» **INSTRUCTION**
Copy out the records below word for word, starting at their first line and stopping after the line that contains "[452,0,640,355]", with that line included.

» **INPUT FOR THIS TASK**
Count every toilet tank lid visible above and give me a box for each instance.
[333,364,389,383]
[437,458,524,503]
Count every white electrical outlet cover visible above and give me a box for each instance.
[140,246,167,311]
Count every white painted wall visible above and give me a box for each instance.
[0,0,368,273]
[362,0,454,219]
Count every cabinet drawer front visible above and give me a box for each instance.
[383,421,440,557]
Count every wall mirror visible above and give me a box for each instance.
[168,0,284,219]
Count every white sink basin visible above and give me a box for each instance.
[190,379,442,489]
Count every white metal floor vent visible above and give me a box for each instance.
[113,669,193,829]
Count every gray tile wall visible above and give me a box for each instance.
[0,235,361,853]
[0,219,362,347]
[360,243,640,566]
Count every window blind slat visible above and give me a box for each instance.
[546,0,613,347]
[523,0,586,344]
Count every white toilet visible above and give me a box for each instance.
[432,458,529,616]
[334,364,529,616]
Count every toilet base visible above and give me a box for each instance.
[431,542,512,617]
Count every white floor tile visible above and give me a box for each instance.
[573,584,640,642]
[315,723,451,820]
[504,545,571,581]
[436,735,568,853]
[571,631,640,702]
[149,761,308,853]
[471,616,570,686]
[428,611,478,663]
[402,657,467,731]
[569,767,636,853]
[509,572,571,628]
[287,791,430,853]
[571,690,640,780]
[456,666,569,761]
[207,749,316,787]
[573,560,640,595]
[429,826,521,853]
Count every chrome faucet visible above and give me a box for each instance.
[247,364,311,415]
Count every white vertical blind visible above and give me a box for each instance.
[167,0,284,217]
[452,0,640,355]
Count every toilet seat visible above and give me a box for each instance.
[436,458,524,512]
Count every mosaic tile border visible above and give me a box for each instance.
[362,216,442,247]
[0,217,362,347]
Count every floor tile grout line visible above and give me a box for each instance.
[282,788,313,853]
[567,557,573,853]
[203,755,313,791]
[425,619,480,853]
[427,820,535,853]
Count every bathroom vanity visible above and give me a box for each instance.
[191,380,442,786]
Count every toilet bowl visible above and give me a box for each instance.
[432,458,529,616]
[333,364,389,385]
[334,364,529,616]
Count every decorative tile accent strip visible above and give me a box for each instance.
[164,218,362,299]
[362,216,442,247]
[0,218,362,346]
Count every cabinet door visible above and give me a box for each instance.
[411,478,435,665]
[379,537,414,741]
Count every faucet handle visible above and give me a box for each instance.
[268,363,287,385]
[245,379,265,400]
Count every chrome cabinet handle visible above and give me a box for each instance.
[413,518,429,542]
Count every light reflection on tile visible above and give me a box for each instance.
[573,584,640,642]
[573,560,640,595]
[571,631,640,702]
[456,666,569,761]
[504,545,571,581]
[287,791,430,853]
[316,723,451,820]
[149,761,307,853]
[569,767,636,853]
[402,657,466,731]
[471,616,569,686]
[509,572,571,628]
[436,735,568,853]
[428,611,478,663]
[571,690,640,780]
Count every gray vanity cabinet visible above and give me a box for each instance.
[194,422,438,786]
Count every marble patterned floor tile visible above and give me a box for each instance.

» **SOLUTION**
Count every toilet tank lid visible above and give me a box for each instance.
[333,364,389,383]
[437,458,524,503]
Count every white electrical outlet cover visible above and give me a box for each instance.
[140,246,167,311]
Count every white painted wall visible above and give me a box for each instance.
[0,0,368,273]
[362,0,454,219]
Count every cabinet drawer front visible above and give me a box for each instance.
[383,421,440,557]
Count every wall mirror visible above and give me a box for each instance.
[168,0,284,219]
Count every white sink basin visible above and give me a box for each instance.
[190,379,442,489]
Count every white metal floor vent visible above and give me a box for each instance.
[113,669,193,829]
Count every gray tile wall visible above and give me a box for each instance.
[0,235,361,853]
[0,219,362,347]
[360,243,640,566]
Count every window blind slat visible above and give me a box for each instance.
[546,0,613,347]
[523,0,586,344]
Count every white toilet visible above and give me a box for each instance.
[432,458,529,616]
[334,364,529,616]
Count every toilet base visible above and give me a box for each instance.
[431,542,512,617]
Count every white floor tile visible above and give me a box for each instance.
[573,584,640,642]
[315,723,451,820]
[504,545,571,581]
[436,735,568,853]
[571,631,640,702]
[149,761,308,853]
[471,616,570,686]
[428,611,478,663]
[402,657,467,731]
[569,767,636,853]
[509,572,571,628]
[287,791,430,853]
[571,690,640,780]
[456,666,569,761]
[207,749,316,787]
[573,560,640,595]
[429,826,521,853]
Count every chrome faucet visible above and give me a box for each instance.
[247,364,311,415]
Count every white vertical blind visible above and give me a box for each instance.
[167,0,284,217]
[452,0,640,355]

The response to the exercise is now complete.